What you need to do: Which lines in the items below contain the string "water"? Gather every such line, copied in full, and treat case as significant when matching.

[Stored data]
───

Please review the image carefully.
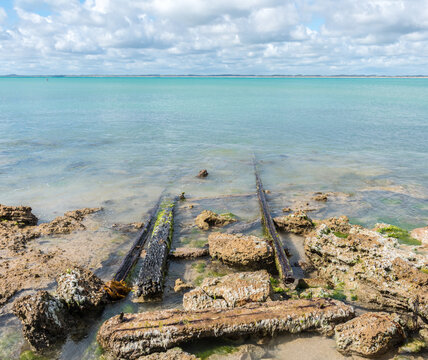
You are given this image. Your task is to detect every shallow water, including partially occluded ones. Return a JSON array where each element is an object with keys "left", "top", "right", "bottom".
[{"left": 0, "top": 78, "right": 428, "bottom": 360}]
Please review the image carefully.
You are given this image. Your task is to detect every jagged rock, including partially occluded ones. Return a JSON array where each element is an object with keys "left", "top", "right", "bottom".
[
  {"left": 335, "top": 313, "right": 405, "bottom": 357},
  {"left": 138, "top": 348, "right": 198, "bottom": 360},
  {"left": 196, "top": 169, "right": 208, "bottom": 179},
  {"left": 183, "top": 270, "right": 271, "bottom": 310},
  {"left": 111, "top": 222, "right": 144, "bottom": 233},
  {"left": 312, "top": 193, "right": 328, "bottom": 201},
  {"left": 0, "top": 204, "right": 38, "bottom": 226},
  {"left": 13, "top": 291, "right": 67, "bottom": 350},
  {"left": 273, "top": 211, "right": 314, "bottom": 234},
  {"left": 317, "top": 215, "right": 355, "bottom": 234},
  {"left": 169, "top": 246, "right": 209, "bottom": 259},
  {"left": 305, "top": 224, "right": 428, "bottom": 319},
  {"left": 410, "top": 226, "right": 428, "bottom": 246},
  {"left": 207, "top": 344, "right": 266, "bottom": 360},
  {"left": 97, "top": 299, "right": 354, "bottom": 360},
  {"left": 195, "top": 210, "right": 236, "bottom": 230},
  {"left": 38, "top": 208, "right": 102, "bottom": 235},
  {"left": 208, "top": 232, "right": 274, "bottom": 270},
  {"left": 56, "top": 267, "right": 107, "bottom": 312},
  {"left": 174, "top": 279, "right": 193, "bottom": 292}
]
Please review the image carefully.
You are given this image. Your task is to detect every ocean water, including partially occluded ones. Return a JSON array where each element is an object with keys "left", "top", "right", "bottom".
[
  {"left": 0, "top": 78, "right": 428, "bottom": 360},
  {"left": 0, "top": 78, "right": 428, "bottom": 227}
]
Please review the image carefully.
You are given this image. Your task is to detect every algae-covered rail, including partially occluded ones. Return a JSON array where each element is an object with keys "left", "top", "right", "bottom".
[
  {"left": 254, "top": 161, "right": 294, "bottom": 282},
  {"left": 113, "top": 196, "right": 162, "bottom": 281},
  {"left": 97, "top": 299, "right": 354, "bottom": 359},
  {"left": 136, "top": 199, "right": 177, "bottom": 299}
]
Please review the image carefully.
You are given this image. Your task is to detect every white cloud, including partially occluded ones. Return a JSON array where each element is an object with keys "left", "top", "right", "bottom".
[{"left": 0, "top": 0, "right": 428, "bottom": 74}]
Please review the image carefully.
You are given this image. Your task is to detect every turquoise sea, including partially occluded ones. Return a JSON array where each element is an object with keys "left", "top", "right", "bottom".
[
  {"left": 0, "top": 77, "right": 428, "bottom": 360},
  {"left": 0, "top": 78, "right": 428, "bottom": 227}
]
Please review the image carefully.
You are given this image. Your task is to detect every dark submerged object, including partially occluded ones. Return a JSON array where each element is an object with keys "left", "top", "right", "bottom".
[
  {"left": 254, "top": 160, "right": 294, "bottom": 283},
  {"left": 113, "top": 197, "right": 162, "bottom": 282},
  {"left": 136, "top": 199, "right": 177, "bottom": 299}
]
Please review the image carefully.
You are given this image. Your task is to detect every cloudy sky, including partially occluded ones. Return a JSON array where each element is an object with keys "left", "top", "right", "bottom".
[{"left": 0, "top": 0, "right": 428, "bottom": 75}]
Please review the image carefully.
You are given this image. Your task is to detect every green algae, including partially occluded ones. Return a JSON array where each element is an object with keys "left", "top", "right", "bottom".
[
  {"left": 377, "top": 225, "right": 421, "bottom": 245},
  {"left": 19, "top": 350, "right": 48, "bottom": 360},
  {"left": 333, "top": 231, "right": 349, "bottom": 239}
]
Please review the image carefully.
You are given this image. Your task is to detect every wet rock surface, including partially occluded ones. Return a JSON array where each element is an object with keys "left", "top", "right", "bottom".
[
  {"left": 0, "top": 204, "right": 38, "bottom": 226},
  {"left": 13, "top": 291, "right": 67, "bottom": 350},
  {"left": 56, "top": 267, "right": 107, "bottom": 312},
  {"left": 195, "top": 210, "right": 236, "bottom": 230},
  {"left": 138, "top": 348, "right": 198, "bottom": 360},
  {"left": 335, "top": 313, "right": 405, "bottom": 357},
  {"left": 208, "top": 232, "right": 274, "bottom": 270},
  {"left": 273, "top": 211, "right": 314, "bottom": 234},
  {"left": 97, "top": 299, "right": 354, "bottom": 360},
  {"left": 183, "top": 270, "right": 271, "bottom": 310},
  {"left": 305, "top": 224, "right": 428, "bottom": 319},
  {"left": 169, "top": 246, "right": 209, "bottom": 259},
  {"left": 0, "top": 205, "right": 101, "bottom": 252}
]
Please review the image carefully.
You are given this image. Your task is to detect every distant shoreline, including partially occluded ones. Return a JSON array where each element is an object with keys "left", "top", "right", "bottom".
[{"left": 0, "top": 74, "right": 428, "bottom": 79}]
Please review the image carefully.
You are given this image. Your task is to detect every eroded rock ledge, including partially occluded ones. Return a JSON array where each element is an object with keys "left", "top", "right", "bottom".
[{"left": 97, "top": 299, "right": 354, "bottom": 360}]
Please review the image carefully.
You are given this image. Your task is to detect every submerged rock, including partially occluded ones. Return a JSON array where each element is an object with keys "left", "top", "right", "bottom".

───

Response to the task:
You are given this image. Your task is to detect every shallow water, including partially occluded ones. Return a JSON array where each element is an object with keys "left", "top", "right", "bottom".
You are given this image. Your task is to detect every ocean water, including partially occluded ones. Return a JSON array where each element is an object with keys "left", "top", "right", "bottom".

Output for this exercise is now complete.